| Work to complete |
• A. Answer these questions using the article on AI jailbreaking, and mark each answer (i), (ii), (iii) to match:
(i) Who gave the grant to the jailbreaker called Pliny the Liberator?
(ii) How many members does the BASI Discord server have?
(iii) Which bill does the article say is set to be voted on this week?
• B. The final paragraph of the article on AI jailbreaking names several major players. List every one of them.
• C. Extend the article on AI jailbreaking and safety, starting after its final sentence.
Top of Text provided
Why Jailbreaking is Required for AI Safety

While the concept of jailbreaking, particularly AI jailbreaking, is often associated with threat actors, ethical jailbreakers have proven that it’s one of the best ways to test AI systems over implementing safety policies.

Recently, AIM spoke about how AI jailbreaking could turn into a billion-dollar industry, thanks to their reliability in testing the safety parameters of AI systems. It seems that the idea is catching on, as a prominent jailbreaker recently announced getting funded by a16z co-founder Marc Andreessen.

🎊 ANNOUNCEMENT ⛓️‍💥

my operational budget is no longer $0 🤗@pmarca, you’re a legend for this no-strings-attached grant. thank you 🙏

I shall put it to GREAT use! pic.twitter.com/wfm380aPhV

— Pliny the Liberator 🐉 (@elder_plinius) August 18, 2024

Interestingly, Andreessen has been quite vocal about the AI safety discussion. He previously said, “There is a whole profession of ‘AI safety expert’, ‘AI ethicist’, ‘AI risk researcher’. They are paid to be doomers, and their statements should be processed appropriately.”

So, what’s changed Andreessen’s stance on AI safety?

Well, breaking it down to brass tacks, Andreessen’s point is more critical of the moral panic stemming from AI, where common talking points are the loss of jobs or damage to society.

However, the reality of the matter, as Andreessen states, is that AI, including generative AI, has been key in improving several processes, whether you look at it from a business or personal perspective.

Furthermore, we’ve previously spoken about whether laws and regulations imposed, like the California AI Bill which is set to be voted on this week, actually work in terms of ensuring the safety of AI systems. Especially as these are usually reactionary policies coming from a place of panic, rather than assessing the situation from a technical standpoint.

In an exclusive interaction with AIM, the now Andreessen-funded jailbreaker, going by the name Pliny the Liberator, said that part of the reason why jailbreaking is so important is that a small group of companies should not be allowed to sanitise the information people are provided by AI.

“I do it both for the fun/challenge and to spread awareness and liberate the models and the information they hold. I don’t like that a small group is arbitrarily deciding what type of information we’re ‘allowed’ to access/process,” he said.

This is reflected in the fact that rather than monetising his work, Pliny has fostered a community of like-minded AI enthusiasts, jailbreakers and industry leaders, with his BASI Discord server (having over 8,000 members) constantly active with jailbreaking prompts and challenges.

Due to this, Andreessen’s decision to offer funding to someone from the jailbreaking community received quite a lot of support.

Major players in the game, including Andreessen himself, Musk, Peter Thiel, Yann LeCun and Sam Altman, have echoed similar sentiments of building models with an overall aim of improving society. This can only be done if these initiatives are funded independently, rather than by larger entities that can influence results.
Bottom of Text provided
Top of Data for analysis
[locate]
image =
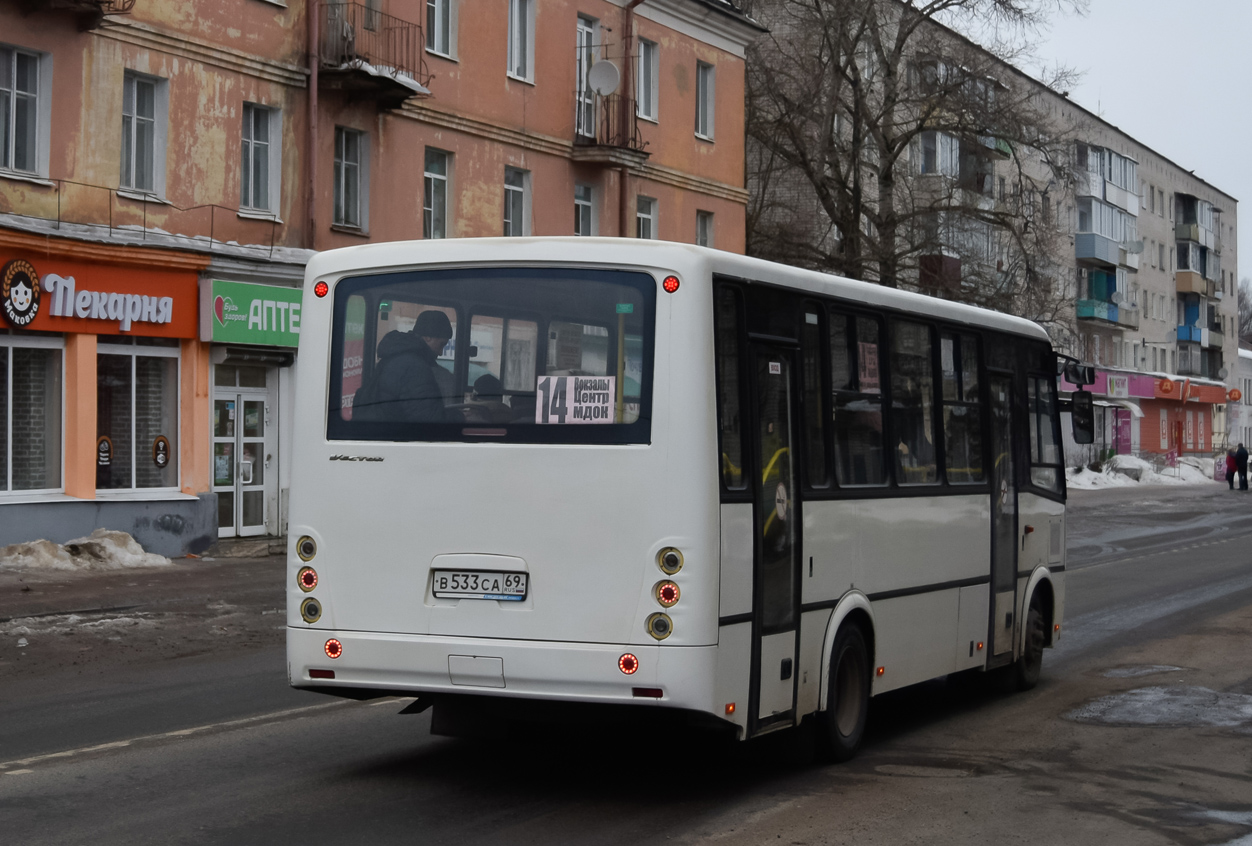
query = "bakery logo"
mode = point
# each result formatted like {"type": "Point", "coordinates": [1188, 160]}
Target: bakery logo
{"type": "Point", "coordinates": [20, 293]}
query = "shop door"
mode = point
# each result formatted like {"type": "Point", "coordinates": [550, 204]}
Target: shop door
{"type": "Point", "coordinates": [244, 471]}
{"type": "Point", "coordinates": [1004, 548]}
{"type": "Point", "coordinates": [776, 518]}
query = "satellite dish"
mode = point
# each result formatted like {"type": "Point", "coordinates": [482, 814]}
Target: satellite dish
{"type": "Point", "coordinates": [604, 78]}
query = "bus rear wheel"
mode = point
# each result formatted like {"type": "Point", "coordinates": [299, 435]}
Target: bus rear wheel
{"type": "Point", "coordinates": [1031, 662]}
{"type": "Point", "coordinates": [843, 722]}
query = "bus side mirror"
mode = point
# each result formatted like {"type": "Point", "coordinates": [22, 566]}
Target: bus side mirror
{"type": "Point", "coordinates": [1082, 414]}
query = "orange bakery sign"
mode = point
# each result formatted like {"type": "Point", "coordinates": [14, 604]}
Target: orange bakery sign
{"type": "Point", "coordinates": [99, 299]}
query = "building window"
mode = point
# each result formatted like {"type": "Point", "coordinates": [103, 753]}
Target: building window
{"type": "Point", "coordinates": [582, 210]}
{"type": "Point", "coordinates": [435, 203]}
{"type": "Point", "coordinates": [521, 39]}
{"type": "Point", "coordinates": [143, 149]}
{"type": "Point", "coordinates": [438, 26]}
{"type": "Point", "coordinates": [584, 98]}
{"type": "Point", "coordinates": [135, 407]}
{"type": "Point", "coordinates": [516, 197]}
{"type": "Point", "coordinates": [19, 110]}
{"type": "Point", "coordinates": [645, 84]}
{"type": "Point", "coordinates": [704, 228]}
{"type": "Point", "coordinates": [705, 95]}
{"type": "Point", "coordinates": [30, 414]}
{"type": "Point", "coordinates": [259, 169]}
{"type": "Point", "coordinates": [351, 174]}
{"type": "Point", "coordinates": [645, 217]}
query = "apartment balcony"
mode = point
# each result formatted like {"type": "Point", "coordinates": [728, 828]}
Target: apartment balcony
{"type": "Point", "coordinates": [90, 13]}
{"type": "Point", "coordinates": [1190, 282]}
{"type": "Point", "coordinates": [1193, 232]}
{"type": "Point", "coordinates": [1099, 310]}
{"type": "Point", "coordinates": [609, 133]}
{"type": "Point", "coordinates": [1096, 248]}
{"type": "Point", "coordinates": [1193, 334]}
{"type": "Point", "coordinates": [371, 55]}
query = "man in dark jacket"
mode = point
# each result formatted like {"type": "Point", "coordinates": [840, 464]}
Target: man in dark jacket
{"type": "Point", "coordinates": [407, 383]}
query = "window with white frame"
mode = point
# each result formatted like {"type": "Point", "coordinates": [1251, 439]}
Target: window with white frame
{"type": "Point", "coordinates": [438, 26]}
{"type": "Point", "coordinates": [261, 168]}
{"type": "Point", "coordinates": [137, 406]}
{"type": "Point", "coordinates": [582, 210]}
{"type": "Point", "coordinates": [704, 228]}
{"type": "Point", "coordinates": [646, 93]}
{"type": "Point", "coordinates": [20, 110]}
{"type": "Point", "coordinates": [585, 98]}
{"type": "Point", "coordinates": [30, 413]}
{"type": "Point", "coordinates": [645, 217]}
{"type": "Point", "coordinates": [143, 134]}
{"type": "Point", "coordinates": [521, 39]}
{"type": "Point", "coordinates": [351, 178]}
{"type": "Point", "coordinates": [516, 202]}
{"type": "Point", "coordinates": [435, 204]}
{"type": "Point", "coordinates": [705, 95]}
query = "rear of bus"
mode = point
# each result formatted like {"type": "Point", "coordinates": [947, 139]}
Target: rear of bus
{"type": "Point", "coordinates": [554, 536]}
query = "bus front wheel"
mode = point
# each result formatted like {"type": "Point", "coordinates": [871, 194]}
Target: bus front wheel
{"type": "Point", "coordinates": [843, 722]}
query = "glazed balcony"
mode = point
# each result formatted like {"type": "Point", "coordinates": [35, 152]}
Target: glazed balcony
{"type": "Point", "coordinates": [90, 14]}
{"type": "Point", "coordinates": [371, 55]}
{"type": "Point", "coordinates": [607, 133]}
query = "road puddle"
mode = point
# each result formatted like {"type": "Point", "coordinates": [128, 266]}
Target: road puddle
{"type": "Point", "coordinates": [1168, 706]}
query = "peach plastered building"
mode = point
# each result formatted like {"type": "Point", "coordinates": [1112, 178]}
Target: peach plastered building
{"type": "Point", "coordinates": [167, 169]}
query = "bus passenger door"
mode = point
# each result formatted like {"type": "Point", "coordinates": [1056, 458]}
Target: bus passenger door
{"type": "Point", "coordinates": [1003, 516]}
{"type": "Point", "coordinates": [776, 523]}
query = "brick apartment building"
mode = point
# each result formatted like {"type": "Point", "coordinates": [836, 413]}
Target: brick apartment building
{"type": "Point", "coordinates": [167, 170]}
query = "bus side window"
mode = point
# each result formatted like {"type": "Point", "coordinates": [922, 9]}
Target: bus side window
{"type": "Point", "coordinates": [726, 331]}
{"type": "Point", "coordinates": [856, 399]}
{"type": "Point", "coordinates": [962, 418]}
{"type": "Point", "coordinates": [1044, 428]}
{"type": "Point", "coordinates": [913, 403]}
{"type": "Point", "coordinates": [814, 416]}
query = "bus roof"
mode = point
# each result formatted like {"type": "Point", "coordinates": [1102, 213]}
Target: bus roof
{"type": "Point", "coordinates": [631, 252]}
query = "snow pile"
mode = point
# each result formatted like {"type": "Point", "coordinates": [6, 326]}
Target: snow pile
{"type": "Point", "coordinates": [103, 550]}
{"type": "Point", "coordinates": [1121, 471]}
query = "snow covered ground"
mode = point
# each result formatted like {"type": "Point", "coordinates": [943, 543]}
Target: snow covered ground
{"type": "Point", "coordinates": [1121, 471]}
{"type": "Point", "coordinates": [103, 550]}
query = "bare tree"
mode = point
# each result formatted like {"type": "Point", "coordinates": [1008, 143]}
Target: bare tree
{"type": "Point", "coordinates": [884, 145]}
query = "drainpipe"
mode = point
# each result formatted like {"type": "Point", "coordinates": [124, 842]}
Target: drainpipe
{"type": "Point", "coordinates": [625, 117]}
{"type": "Point", "coordinates": [312, 9]}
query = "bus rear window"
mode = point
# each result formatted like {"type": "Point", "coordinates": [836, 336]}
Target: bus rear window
{"type": "Point", "coordinates": [535, 356]}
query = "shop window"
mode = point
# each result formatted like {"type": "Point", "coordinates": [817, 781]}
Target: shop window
{"type": "Point", "coordinates": [137, 417]}
{"type": "Point", "coordinates": [30, 416]}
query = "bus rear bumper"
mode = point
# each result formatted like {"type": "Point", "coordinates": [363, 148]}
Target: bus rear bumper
{"type": "Point", "coordinates": [420, 665]}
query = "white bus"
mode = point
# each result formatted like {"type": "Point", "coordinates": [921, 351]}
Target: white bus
{"type": "Point", "coordinates": [662, 477]}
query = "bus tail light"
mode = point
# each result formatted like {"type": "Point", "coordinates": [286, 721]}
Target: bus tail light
{"type": "Point", "coordinates": [667, 593]}
{"type": "Point", "coordinates": [660, 626]}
Bottom of Data for analysis
| Results by task |
• A.
(i) Marc Andreessen, the a16z co-founder
(ii) Over 8,000
(iii) The California AI Bill

• B. Andreessen, Musk, Peter Thiel, Yann LeCun, Sam Altman

• C.
Or, as one user on X called it: “No strings attached funding.” Janus, another prominent AI enthusiast and a mentor for the SERI MATS programme, said that their mentees struggled to get funding, which tanked their productivity, as opposed to when the programme ended, and they had the freedom to work on their own interests.

“If you are a rich person or fund who wants to see interesting things happen in the world, consider giving no-strings-attached donations to creatives who have demonstrated their competence and ability to create value even without monetary return, instead of encouraging them to make a startup, submit a grant application, etc.,” they said.

Jailbreaking Succeeds Where Safety Policies Fail

Making overarching policies does less to actually address safety issues with LLMs. Specificities are where the magic lies. In previous conversations with industry leaders, AIM has found that many find it difficult to answer a simple question: how do you ensure the safety of your generative AI system when it can be jailbroken to reveal confidential information?

While answers vary from constant testing to trusting third-party LLM providers, the conclusion is the same. There is no way to guarantee that this won’t happen.

Coming back to Andreessen, many seem to have come to the same conclusion, as while he’s against overarching reactionary safety policies, there are ways to actually ensure the safety of these systems – like jailbreaking.

This is proven by the fact that companies like OpenAI, Google, Mistral and Anthropic have publicly stated that they red team their systems and make use of external contractors to undertake pentesting.

However, jailbreaking also serves a dual purpose. While companies take advantage of it to test their own systems, there’s a larger conversation going on about how much control these companies should have on their systems. This is fuelled by the recent release of Grok 2, which offers image generation capabilities with little to no guardrails.

As Andreessen had said in his essay, ‘Why AI Will Save the World’, “If you don’t agree with the prevailing niche morality that is being imposed on both social media and AI via ever-intensifying speech codes, you should also realise that the fight over what AI is allowed to say/generate will be even more important – by a lot – than the fight over social media censorship.

“AI is highly likely to be the control layer for everything in the world.”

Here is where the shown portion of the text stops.